Aim
From the excerpt on test data iterators, repeat word for word the stretch that opens with "Test Data Iterators" and closes with "tests that way.".

Extracted text
______________________________

I assume that there are others working on this problem too, so I’ll describe some of the things I’ve come up with, and hopefully if you have any good ideas you’ll post them in the comments section.

Test Data Iterators

If you express the set of inputs and outputs as a data structure, such as a Hash of input => expected ouput pairs, or an Array of [input, expected output] Arrays, you can easily do test_data.each do |input,output| ... end and drive tests that way.

(I considered pulling the data itself out of the test code and loading it from a YAML or CSV file or even including a data-only Ruby script, but that seemed like pointless added complexity. If I were working with a professional tester who didn’t want to touch Ruby code, I might change that to make it easier to dump from an Excel spreadsheet into a text file that the tests would use.)

One problem with this approach is that you may have a test_frobnicate method that invokes frobnicate dozens of times. This means that this one test can take a while to run if the tested method takes any amount of time, which is problematic if you just want to re-test that one input/output combo until it works. Your edit/test/debug loop should be ultra fast, and re-testing successful pairs gets in the way of testing the pair you’re not sure about.

______________________________

Photo labels with bounding boxes
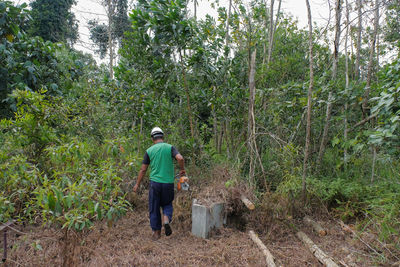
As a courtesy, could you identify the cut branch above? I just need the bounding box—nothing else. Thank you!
[249,230,276,267]
[304,216,327,236]
[351,113,378,131]
[296,231,339,267]
[240,195,256,210]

______________________________

Task output
Test Data Iterators

If you express the set of inputs and outputs as a data structure, such as a Hash of input => expected ouput pairs, or an Array of [input, expected output] Arrays, you can easily do test_data.each do |input,output| ... end and drive tests that way.